* DIRECTIVE *
Rewrite all of the records below, swapping each occurrence of "even-odd" for "nonzero winding" and keeping everything else unchanged.

* DATA PROVIDED *
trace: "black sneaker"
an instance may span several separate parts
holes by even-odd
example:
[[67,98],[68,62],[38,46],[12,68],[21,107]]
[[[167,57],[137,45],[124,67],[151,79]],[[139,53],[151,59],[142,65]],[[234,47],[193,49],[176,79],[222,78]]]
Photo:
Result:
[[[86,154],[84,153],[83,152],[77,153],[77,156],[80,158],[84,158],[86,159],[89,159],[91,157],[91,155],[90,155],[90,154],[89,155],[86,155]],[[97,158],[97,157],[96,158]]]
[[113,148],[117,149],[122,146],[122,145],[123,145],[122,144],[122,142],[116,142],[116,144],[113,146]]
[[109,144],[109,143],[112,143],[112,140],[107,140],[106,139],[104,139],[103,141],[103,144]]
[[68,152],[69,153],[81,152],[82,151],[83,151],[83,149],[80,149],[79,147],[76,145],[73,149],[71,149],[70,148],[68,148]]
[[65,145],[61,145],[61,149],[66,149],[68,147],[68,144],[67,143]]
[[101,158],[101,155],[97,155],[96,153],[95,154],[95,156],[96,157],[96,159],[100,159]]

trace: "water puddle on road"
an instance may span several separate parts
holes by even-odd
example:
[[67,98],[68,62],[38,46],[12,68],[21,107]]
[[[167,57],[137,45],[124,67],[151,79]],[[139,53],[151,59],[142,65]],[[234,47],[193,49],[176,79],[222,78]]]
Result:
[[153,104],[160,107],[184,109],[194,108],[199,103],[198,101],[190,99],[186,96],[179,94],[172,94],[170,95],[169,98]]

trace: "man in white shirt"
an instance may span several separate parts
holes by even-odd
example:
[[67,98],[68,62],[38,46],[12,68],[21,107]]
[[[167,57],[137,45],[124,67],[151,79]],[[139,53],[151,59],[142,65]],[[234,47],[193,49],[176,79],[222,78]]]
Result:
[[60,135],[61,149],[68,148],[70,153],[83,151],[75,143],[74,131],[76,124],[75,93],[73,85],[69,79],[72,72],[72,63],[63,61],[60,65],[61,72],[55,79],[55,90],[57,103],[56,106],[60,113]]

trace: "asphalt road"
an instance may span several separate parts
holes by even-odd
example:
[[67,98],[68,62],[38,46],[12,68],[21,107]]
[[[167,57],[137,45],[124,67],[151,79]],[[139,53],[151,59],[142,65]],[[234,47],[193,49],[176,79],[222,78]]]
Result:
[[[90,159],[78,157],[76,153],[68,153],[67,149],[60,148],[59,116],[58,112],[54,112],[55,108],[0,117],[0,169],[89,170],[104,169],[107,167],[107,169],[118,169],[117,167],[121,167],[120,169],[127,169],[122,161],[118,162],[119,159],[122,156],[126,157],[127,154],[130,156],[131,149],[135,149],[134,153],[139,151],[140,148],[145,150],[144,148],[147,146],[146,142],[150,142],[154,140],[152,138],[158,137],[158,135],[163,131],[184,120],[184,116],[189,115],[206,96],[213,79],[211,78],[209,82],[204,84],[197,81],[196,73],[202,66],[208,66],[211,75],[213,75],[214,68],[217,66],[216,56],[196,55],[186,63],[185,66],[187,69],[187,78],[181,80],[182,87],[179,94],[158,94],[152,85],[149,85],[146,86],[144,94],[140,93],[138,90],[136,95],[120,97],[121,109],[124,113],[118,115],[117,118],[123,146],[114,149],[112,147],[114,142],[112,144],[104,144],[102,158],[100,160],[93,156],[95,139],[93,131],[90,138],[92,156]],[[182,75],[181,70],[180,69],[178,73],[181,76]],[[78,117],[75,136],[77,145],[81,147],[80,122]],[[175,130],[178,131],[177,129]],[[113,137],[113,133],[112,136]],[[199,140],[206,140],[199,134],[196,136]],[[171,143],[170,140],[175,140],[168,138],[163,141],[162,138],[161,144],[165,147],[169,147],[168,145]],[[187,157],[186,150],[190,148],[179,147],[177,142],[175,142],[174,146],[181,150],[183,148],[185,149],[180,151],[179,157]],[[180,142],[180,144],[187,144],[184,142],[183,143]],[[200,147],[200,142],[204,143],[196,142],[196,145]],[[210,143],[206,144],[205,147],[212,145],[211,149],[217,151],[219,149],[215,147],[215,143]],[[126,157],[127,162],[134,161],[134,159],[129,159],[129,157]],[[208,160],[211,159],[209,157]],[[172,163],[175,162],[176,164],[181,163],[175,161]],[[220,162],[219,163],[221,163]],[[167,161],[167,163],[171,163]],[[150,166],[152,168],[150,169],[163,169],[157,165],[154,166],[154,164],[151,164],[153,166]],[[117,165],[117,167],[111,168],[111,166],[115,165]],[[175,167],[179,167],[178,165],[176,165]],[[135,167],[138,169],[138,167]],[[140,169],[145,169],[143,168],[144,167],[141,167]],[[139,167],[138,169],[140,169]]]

* EXPECTED OUTPUT *
trace: "black sneaker"
an instance may span several separate parts
holes by nonzero winding
example:
[[67,98],[68,62],[38,46],[12,68],[21,107]]
[[[167,57],[137,45],[124,67],[151,79]],[[139,53],[151,59],[142,65]],[[234,47],[193,49],[176,79],[222,78]]]
Photo:
Result:
[[[86,154],[84,153],[83,152],[77,153],[77,156],[80,158],[84,158],[86,159],[89,159],[91,157],[91,155],[90,155],[90,154],[89,155],[86,155]],[[97,158],[97,157],[96,158]]]
[[113,148],[117,149],[122,146],[122,145],[123,145],[122,144],[122,142],[116,142],[116,144],[113,146]]
[[109,144],[109,143],[112,143],[112,140],[107,140],[106,139],[104,139],[103,141],[103,144]]
[[68,152],[69,153],[81,152],[82,151],[83,151],[83,149],[80,149],[79,147],[76,145],[73,149],[71,149],[70,148],[68,148]]
[[65,145],[61,145],[61,149],[66,149],[68,147],[68,144],[67,143]]
[[101,158],[101,155],[97,155],[96,153],[95,154],[95,156],[96,157],[96,159],[100,159]]

trace: "water puddle on road"
an instance may span several separate parts
holes by nonzero winding
example:
[[67,98],[68,62],[38,46],[12,68],[21,107]]
[[[167,57],[137,45],[124,67],[151,79]],[[139,53],[151,59],[142,65]],[[234,47],[193,49],[176,79],[222,78]]]
Result:
[[153,104],[160,107],[184,109],[194,108],[199,103],[198,101],[190,99],[186,96],[179,94],[172,94],[170,95],[169,98]]

trace: "man in white shirt"
an instance may span several separate parts
holes by nonzero winding
example:
[[67,98],[68,62],[38,46],[12,68],[21,107]]
[[[167,57],[137,45],[124,67],[151,79]],[[139,53],[151,59],[142,65]],[[234,47],[193,49],[176,79],[222,78]]]
Result:
[[60,135],[61,149],[68,148],[70,153],[83,151],[75,143],[74,131],[76,124],[75,93],[73,85],[69,79],[72,72],[72,63],[63,61],[60,65],[61,72],[55,79],[55,90],[57,103],[56,106],[60,113]]

trace: "asphalt road"
an instance may span several separate parts
holes by nonzero winding
example:
[[67,98],[68,62],[38,46],[12,68],[21,107]]
[[[167,57],[137,45],[124,67],[151,79]],[[139,53],[151,59],[142,65]],[[234,47],[193,49],[176,79],[222,78]]]
Result:
[[[90,159],[78,157],[76,153],[68,153],[67,149],[60,148],[59,116],[58,112],[54,112],[55,108],[0,117],[0,169],[89,170],[104,169],[107,167],[107,169],[118,169],[117,167],[121,167],[120,169],[127,169],[122,161],[118,162],[119,159],[122,156],[126,157],[127,154],[130,156],[131,149],[135,149],[134,153],[139,151],[140,148],[145,150],[144,148],[147,146],[146,142],[150,142],[154,140],[152,138],[158,137],[158,135],[163,131],[184,120],[184,116],[189,115],[206,96],[213,79],[211,78],[209,82],[204,84],[197,81],[196,73],[202,66],[208,66],[211,75],[213,75],[214,68],[217,66],[216,56],[196,55],[186,63],[185,66],[187,69],[187,78],[181,80],[182,87],[179,94],[158,94],[152,85],[149,85],[146,86],[144,94],[140,93],[138,90],[136,95],[120,97],[121,109],[124,113],[118,115],[117,118],[123,146],[114,149],[112,147],[114,142],[112,144],[104,144],[102,158],[100,160],[93,156],[95,139],[93,131],[90,138],[92,156]],[[182,75],[181,70],[180,69],[178,73],[181,76]],[[78,117],[75,136],[77,145],[81,147],[80,122]],[[175,130],[178,131],[177,129]],[[113,137],[113,133],[112,136]],[[199,140],[206,140],[199,134],[196,136]],[[171,143],[170,140],[175,140],[168,138],[163,141],[162,138],[161,144],[165,147],[169,147],[168,145]],[[187,157],[186,150],[190,148],[179,147],[177,142],[175,142],[174,146],[181,150],[183,148],[185,149],[180,151],[179,157]],[[180,142],[180,144],[187,144],[184,142],[183,143]],[[200,147],[200,142],[204,143],[196,142],[196,145]],[[210,143],[206,144],[205,147],[212,145],[211,149],[217,151],[219,149],[215,147],[215,143]],[[126,157],[127,162],[134,161],[134,159],[129,159],[129,157]],[[208,160],[211,159],[209,157]],[[172,163],[175,162],[176,164],[181,163],[175,161]],[[220,162],[219,163],[221,163]],[[167,161],[167,163],[171,163]],[[150,166],[152,168],[150,169],[163,169],[157,165],[154,166],[154,164],[151,164],[153,166]],[[117,165],[117,167],[111,168],[111,166],[115,165]],[[175,167],[179,167],[178,165],[176,165]],[[135,167],[138,169],[138,167]],[[140,169],[145,169],[143,168],[144,167],[141,167]],[[139,167],[138,169],[140,169]]]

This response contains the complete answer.